**WORK ORDER:**
Using the records below, write out the line with "of the silver" and each line after it through the final one, exactly, and only those.

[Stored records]

§

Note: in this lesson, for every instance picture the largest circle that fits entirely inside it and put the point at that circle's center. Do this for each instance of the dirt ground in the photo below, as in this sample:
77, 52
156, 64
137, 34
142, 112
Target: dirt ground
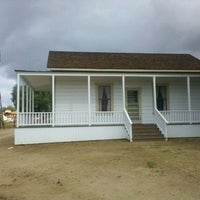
110, 170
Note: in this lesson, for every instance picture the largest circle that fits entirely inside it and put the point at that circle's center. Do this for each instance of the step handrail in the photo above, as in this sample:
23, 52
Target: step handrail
128, 124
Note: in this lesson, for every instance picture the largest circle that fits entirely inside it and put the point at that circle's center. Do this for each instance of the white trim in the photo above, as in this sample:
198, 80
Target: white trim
189, 96
46, 73
22, 98
26, 98
188, 93
33, 96
30, 99
53, 100
117, 70
89, 101
18, 98
123, 92
154, 92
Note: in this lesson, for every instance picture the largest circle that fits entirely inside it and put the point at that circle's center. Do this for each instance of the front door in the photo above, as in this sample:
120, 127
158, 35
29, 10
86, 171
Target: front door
133, 104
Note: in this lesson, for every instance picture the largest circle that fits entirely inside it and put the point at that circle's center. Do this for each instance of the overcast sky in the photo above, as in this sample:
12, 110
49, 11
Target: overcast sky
30, 28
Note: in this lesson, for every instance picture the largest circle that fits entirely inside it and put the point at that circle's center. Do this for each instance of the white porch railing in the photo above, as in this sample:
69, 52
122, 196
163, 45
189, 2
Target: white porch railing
35, 118
111, 117
128, 125
76, 118
181, 116
70, 118
161, 122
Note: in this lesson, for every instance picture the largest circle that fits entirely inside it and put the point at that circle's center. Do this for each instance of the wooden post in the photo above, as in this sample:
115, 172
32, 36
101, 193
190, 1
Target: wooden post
18, 98
53, 100
154, 92
189, 98
89, 101
123, 92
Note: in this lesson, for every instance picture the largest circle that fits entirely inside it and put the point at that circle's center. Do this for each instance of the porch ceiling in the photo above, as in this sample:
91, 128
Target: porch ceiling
38, 83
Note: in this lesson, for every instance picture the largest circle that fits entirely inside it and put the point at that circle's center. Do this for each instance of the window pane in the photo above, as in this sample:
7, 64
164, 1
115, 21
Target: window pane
104, 94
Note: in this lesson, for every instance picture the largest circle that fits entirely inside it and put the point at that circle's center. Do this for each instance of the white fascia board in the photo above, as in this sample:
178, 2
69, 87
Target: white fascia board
114, 74
122, 70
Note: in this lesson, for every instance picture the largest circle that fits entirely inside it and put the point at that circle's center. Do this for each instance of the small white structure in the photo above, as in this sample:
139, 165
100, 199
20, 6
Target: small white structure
97, 96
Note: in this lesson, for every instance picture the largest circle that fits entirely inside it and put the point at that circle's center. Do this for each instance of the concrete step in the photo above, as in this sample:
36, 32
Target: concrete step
146, 132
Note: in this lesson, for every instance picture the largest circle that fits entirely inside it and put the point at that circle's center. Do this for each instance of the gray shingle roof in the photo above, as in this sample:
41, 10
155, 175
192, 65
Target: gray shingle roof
121, 61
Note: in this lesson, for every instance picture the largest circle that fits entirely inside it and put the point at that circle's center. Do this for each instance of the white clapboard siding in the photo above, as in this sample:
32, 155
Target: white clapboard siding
116, 98
195, 93
144, 85
71, 94
178, 94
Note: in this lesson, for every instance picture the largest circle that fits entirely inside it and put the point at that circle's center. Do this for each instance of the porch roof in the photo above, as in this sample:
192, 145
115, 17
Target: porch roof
89, 61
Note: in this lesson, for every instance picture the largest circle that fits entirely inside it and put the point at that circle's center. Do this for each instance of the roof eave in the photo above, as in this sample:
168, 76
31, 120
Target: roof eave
122, 70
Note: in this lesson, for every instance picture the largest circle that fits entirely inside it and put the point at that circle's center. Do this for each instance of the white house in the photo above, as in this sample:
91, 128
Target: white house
97, 96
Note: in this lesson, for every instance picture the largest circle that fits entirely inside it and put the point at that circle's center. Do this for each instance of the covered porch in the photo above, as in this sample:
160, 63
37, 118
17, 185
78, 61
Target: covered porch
178, 91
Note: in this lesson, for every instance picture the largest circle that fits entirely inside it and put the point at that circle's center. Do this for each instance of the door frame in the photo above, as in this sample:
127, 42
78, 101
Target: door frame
139, 101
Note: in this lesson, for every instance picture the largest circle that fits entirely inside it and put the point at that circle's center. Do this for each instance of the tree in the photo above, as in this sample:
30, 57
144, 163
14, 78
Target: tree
42, 100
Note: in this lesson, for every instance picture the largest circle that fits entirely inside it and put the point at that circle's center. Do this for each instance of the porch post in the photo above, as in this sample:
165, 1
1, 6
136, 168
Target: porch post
22, 98
89, 102
26, 98
154, 92
18, 98
189, 98
32, 100
123, 92
53, 99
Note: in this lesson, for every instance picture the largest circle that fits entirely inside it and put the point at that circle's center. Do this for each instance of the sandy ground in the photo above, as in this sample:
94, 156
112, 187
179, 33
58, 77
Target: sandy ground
99, 170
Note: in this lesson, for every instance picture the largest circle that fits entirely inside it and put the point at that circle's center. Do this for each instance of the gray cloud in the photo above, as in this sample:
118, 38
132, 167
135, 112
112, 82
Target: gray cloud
29, 29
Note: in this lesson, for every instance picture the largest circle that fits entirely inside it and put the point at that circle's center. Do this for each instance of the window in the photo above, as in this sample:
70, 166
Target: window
104, 98
161, 93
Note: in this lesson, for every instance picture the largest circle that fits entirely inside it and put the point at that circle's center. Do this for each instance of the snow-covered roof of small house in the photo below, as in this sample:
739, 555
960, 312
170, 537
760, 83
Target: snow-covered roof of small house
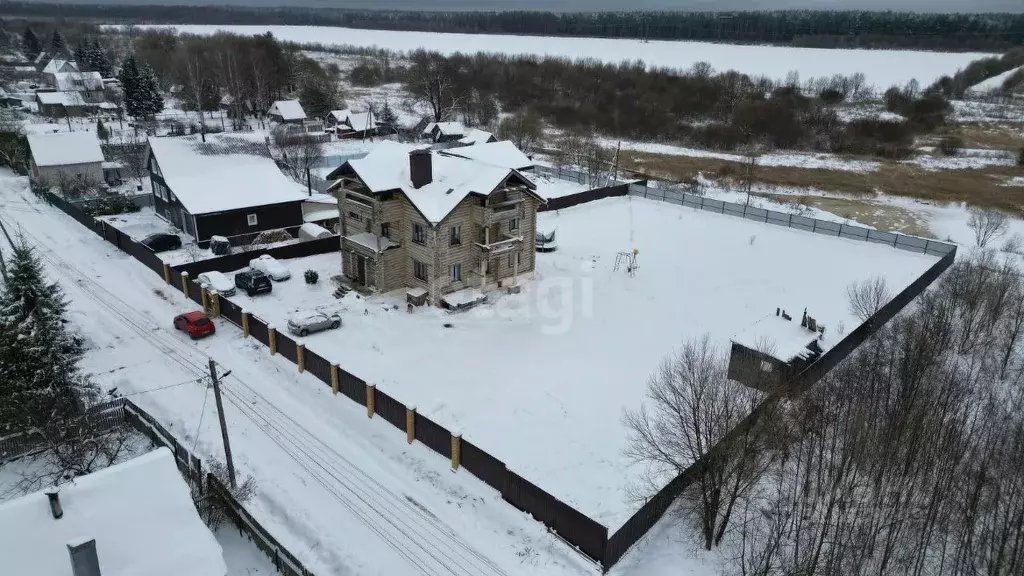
477, 136
228, 171
78, 81
64, 149
288, 110
61, 98
503, 154
140, 513
453, 178
777, 337
56, 66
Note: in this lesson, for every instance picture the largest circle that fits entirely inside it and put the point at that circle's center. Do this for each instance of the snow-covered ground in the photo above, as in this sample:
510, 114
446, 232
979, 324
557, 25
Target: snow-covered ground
577, 345
344, 493
882, 68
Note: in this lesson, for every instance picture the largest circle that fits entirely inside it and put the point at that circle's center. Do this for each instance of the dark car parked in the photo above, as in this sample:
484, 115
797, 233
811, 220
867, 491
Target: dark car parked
253, 282
162, 242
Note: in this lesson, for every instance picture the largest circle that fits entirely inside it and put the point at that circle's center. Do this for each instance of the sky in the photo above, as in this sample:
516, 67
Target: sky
592, 5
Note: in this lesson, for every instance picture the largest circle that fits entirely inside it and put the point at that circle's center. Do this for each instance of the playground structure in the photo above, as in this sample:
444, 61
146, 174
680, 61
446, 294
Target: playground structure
629, 260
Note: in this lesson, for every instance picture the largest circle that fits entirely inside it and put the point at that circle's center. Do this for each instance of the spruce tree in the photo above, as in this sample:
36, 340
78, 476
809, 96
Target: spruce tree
31, 43
57, 44
42, 387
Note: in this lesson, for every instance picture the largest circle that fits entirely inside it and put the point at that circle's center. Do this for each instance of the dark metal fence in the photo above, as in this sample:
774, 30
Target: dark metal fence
901, 241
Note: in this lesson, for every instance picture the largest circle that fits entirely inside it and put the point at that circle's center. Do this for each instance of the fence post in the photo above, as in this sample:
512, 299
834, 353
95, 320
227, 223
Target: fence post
456, 450
410, 423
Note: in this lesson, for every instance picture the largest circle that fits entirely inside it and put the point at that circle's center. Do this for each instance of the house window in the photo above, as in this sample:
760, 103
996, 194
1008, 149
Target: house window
420, 271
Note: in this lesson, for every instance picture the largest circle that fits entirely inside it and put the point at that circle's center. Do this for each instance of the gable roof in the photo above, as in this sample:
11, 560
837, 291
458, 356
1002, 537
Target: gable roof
288, 110
64, 149
61, 98
78, 81
476, 136
386, 168
226, 172
504, 154
140, 513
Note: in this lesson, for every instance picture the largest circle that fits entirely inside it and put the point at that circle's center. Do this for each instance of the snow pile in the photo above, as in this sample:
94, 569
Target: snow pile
139, 512
882, 68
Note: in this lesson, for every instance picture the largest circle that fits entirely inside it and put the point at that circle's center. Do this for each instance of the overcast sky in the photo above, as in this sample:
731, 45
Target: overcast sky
590, 5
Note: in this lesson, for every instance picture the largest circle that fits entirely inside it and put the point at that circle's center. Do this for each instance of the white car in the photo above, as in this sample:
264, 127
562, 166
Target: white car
270, 266
216, 281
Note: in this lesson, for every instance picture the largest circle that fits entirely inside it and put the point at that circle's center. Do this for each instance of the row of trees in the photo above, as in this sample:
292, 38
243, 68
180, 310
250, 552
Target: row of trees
801, 28
907, 458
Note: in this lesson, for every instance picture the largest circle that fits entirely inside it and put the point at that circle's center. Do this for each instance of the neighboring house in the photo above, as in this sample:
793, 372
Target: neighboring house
88, 84
130, 519
443, 131
477, 136
66, 156
288, 112
226, 184
435, 223
62, 105
773, 351
504, 154
348, 124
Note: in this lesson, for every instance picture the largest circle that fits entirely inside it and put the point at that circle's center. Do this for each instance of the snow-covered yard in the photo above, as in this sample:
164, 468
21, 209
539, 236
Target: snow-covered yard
882, 68
544, 376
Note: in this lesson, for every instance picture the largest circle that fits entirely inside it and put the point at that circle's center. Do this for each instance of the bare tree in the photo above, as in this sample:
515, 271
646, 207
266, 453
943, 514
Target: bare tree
867, 296
691, 406
987, 225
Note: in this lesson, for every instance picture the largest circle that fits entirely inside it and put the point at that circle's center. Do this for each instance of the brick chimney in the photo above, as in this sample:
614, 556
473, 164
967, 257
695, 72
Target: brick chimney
420, 167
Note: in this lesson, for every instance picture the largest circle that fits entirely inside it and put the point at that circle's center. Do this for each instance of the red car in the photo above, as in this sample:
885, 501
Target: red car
196, 324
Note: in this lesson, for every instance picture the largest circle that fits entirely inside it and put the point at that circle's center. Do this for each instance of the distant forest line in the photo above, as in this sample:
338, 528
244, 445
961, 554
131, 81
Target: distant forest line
996, 32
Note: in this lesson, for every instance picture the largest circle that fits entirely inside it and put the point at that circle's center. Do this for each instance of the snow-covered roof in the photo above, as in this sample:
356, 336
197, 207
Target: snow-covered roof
139, 512
288, 110
386, 168
78, 81
62, 149
777, 337
503, 154
61, 98
225, 172
56, 66
476, 136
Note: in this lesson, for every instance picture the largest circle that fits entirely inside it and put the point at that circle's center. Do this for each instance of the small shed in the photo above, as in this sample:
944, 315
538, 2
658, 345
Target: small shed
65, 156
772, 351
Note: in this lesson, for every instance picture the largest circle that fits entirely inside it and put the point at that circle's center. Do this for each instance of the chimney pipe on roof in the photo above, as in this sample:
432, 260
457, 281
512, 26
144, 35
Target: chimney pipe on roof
84, 561
420, 167
54, 497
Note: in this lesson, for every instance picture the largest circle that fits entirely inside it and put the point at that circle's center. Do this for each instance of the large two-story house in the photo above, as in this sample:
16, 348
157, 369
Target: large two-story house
433, 222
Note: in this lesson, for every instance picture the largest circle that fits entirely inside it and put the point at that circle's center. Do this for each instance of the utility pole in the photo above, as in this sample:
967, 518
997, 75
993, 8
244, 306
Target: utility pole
223, 424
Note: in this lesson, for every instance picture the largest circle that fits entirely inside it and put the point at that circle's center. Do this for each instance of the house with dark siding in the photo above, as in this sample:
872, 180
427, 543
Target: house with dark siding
223, 184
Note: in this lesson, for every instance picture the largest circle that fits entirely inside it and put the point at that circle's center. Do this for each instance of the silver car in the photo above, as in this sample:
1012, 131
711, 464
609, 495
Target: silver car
307, 323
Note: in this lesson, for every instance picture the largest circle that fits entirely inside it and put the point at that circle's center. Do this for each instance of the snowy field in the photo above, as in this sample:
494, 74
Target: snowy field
882, 68
555, 366
344, 493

§

**ANSWER BELOW:**
Note: in this lesson, for every instance picture the largest circle that fits entirely inside it and put the point at that circle's center. Do this for each instance of the silver car in the photo above, as in this sample:
1012, 131
711, 464
609, 495
Target: silver car
307, 323
Note: in this lesson, for every instance picture the largest circle that fits entirely inside it and put the point at that circle's center. Do this for each instance of the snowy field in the photo above, as in this sample:
494, 74
Target: snowy field
882, 68
555, 366
344, 493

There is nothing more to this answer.